• **WHAT NEEDS TO BE DONE**: Print each record below exactly as it appears.

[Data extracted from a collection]
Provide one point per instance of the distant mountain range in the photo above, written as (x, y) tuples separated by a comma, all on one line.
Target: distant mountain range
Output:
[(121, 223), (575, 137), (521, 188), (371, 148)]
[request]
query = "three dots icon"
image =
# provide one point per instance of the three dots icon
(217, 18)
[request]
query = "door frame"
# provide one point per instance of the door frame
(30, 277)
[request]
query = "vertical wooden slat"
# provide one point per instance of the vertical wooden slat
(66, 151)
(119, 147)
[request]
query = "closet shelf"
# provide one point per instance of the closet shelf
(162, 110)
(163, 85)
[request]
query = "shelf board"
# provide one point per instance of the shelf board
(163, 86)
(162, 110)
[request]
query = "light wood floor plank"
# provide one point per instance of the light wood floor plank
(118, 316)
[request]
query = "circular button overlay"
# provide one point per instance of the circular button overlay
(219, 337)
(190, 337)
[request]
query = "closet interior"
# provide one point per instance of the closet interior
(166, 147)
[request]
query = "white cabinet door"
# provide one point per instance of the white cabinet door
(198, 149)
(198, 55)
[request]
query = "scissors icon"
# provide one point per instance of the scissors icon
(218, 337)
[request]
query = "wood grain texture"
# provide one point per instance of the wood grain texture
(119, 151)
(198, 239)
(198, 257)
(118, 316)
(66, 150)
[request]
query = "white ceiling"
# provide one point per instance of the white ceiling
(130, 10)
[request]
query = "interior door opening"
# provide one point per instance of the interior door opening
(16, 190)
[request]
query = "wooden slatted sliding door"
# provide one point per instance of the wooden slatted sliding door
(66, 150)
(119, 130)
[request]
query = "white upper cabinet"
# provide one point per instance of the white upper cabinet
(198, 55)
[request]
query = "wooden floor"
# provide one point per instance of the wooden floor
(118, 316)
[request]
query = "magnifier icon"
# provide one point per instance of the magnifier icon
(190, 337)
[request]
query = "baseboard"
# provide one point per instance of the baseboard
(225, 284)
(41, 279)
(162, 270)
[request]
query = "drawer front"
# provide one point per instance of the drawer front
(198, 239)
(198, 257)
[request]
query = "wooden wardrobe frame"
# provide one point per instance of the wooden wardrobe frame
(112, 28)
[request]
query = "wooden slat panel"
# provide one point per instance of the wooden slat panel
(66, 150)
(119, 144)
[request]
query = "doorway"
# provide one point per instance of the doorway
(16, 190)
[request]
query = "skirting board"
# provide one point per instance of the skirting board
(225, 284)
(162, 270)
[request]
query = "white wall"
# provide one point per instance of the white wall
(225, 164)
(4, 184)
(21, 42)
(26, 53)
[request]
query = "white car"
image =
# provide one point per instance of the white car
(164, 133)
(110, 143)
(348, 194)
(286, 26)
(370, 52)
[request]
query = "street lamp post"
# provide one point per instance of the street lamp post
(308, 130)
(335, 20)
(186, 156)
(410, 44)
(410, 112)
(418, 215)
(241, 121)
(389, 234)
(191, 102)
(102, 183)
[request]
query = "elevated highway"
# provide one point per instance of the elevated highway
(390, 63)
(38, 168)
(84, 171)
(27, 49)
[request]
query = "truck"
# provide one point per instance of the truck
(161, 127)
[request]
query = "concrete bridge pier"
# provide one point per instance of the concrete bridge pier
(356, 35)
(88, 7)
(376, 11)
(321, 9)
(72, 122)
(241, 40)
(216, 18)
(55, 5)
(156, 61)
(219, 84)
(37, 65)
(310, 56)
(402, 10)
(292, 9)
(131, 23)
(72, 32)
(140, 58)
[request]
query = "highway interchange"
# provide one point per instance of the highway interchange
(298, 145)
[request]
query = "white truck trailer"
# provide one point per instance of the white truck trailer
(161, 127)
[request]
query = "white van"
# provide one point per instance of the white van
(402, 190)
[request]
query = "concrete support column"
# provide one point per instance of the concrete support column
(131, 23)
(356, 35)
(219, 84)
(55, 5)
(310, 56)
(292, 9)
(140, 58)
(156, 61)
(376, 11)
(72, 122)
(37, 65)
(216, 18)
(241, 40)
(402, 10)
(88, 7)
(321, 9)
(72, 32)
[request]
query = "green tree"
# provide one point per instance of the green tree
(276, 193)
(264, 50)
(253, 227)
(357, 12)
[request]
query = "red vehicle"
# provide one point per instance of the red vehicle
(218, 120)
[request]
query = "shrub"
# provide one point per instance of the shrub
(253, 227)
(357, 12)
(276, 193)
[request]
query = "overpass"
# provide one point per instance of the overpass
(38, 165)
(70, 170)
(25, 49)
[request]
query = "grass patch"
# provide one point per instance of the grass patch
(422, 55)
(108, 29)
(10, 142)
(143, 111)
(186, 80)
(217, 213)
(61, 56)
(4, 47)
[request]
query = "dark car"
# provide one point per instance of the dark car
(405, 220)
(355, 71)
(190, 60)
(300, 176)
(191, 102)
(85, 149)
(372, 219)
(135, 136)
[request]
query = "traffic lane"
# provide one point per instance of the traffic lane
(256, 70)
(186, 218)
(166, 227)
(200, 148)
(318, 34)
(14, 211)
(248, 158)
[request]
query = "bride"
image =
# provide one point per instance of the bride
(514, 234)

• **WRITTEN SOLUTION**:
Provide one point per instance of the distant mountain range in the photo above, written as (x, y) tuples separated by a comma, all on one line.
Target: distant mountain range
Output:
[(121, 223), (575, 137), (521, 188), (371, 148)]
[request]
query = "three dots icon"
image =
# provide one point per instance of the three dots icon
(217, 18)
[request]
query = "door frame"
# provide one point per instance of the door frame
(30, 277)
[request]
query = "vertical wooden slat"
# provide one point per instance of the vertical wooden slat
(66, 151)
(119, 147)
[request]
query = "closet shelf"
# provide one point per instance of the closet shelf
(162, 110)
(163, 85)
[request]
query = "shelf board"
# provide one point per instance of the shelf board
(163, 86)
(162, 110)
[request]
query = "light wood floor plank"
# provide one point per instance of the light wood floor plank
(118, 316)
[request]
query = "circular button overlay"
# provide one point per instance of the circular button overlay
(219, 337)
(190, 337)
[request]
query = "closet interior"
# provide one point per instance of the closet interior
(166, 147)
[request]
query = "white cabinet door"
# provide one point per instance of the white cabinet door
(198, 149)
(198, 55)
[request]
query = "scissors icon"
# provide one point per instance of the scissors icon
(218, 337)
[request]
query = "wood grain texture"
# provide one point per instance of the wood grain texture
(119, 151)
(198, 239)
(198, 257)
(118, 316)
(66, 150)
[request]
query = "white ceiling"
# provide one point per instance of the white ceiling
(130, 10)
[request]
query = "interior door opening"
# provide one point per instance of the interior door opening
(16, 190)
[request]
query = "wooden slatted sliding door"
# provide one point per instance of the wooden slatted sliding door
(66, 150)
(119, 130)
[request]
query = "white upper cabinet"
# provide one point per instance of the white upper cabinet
(198, 55)
[request]
query = "wooden floor"
# provide one point per instance of the wooden floor
(118, 316)
[request]
query = "magnifier icon"
# provide one point per instance of the magnifier icon
(190, 337)
[request]
query = "baseboard"
# provide one point per instance of the baseboard
(225, 284)
(41, 279)
(162, 270)
[request]
query = "drawer front"
# provide one point per instance of the drawer front
(198, 239)
(198, 257)
[request]
query = "wooden wardrobe frame"
# provide one point per instance of the wooden wardrobe frame
(112, 28)
[request]
query = "wooden slat panel"
# provide one point per instance of the wooden slat panel
(66, 150)
(119, 144)
[request]
query = "doorway"
# provide one point per instance of the doorway
(16, 190)
[request]
query = "skirting board"
# provide one point per instance of the skirting board
(225, 284)
(162, 270)
[request]
query = "white wall"
# provide one point per instance of the white wall
(225, 164)
(4, 184)
(21, 42)
(26, 53)
[request]
query = "white car"
image =
# provide one point per instance of the white car
(164, 133)
(110, 143)
(348, 194)
(286, 26)
(370, 52)
[request]
query = "street lamp post"
# provide one point per instance of the street lamp post
(308, 130)
(335, 20)
(186, 156)
(410, 44)
(410, 112)
(418, 215)
(241, 121)
(389, 234)
(191, 102)
(102, 183)
[request]
query = "elevated highway"
# provide one point per instance of the elevated highway
(390, 63)
(38, 168)
(84, 171)
(27, 49)
[request]
query = "truck"
# provide one point per instance of the truck
(161, 127)
[request]
query = "concrete bridge pier"
# provide one point per instance of the concrete bridge pier
(356, 35)
(88, 7)
(376, 11)
(321, 9)
(72, 122)
(241, 40)
(216, 18)
(55, 5)
(156, 61)
(219, 84)
(37, 65)
(310, 56)
(402, 10)
(292, 9)
(131, 23)
(72, 32)
(140, 58)
[request]
query = "highway interchange"
# provide one point per instance of the highway interchange
(298, 145)
[request]
query = "white truck trailer"
# provide one point per instance of the white truck trailer
(161, 127)
[request]
query = "white van"
# provide one point per instance of the white van
(402, 190)
[request]
query = "concrete support column"
# provide one point per instance of the concrete support column
(131, 23)
(356, 35)
(219, 84)
(55, 5)
(310, 56)
(292, 9)
(140, 58)
(156, 61)
(376, 11)
(72, 122)
(37, 65)
(216, 18)
(241, 40)
(402, 10)
(88, 7)
(321, 9)
(72, 32)
[request]
query = "green tree"
# provide one point per instance of the green tree
(276, 193)
(264, 50)
(253, 227)
(357, 12)
[request]
query = "red vehicle"
# provide one point per instance of the red vehicle
(218, 120)
[request]
query = "shrub"
# provide one point per instance of the shrub
(253, 227)
(357, 12)
(276, 193)
[request]
query = "overpass"
# provide one point per instance of the overpass
(38, 165)
(70, 170)
(25, 49)
[request]
query = "grass patch"
# provide one point per instance of the grass patch
(422, 55)
(108, 29)
(10, 142)
(143, 111)
(186, 80)
(217, 213)
(61, 56)
(4, 47)
[request]
query = "dark car"
# provide one point per instance of the dark car
(405, 220)
(355, 71)
(190, 60)
(300, 176)
(191, 102)
(85, 149)
(372, 219)
(135, 136)
[request]
query = "traffic lane"
# provide one point per instance of the traffic lane
(256, 70)
(186, 218)
(166, 227)
(200, 148)
(318, 34)
(14, 211)
(248, 158)
[request]
query = "bride"
image =
# provide one point per instance of the bride
(514, 234)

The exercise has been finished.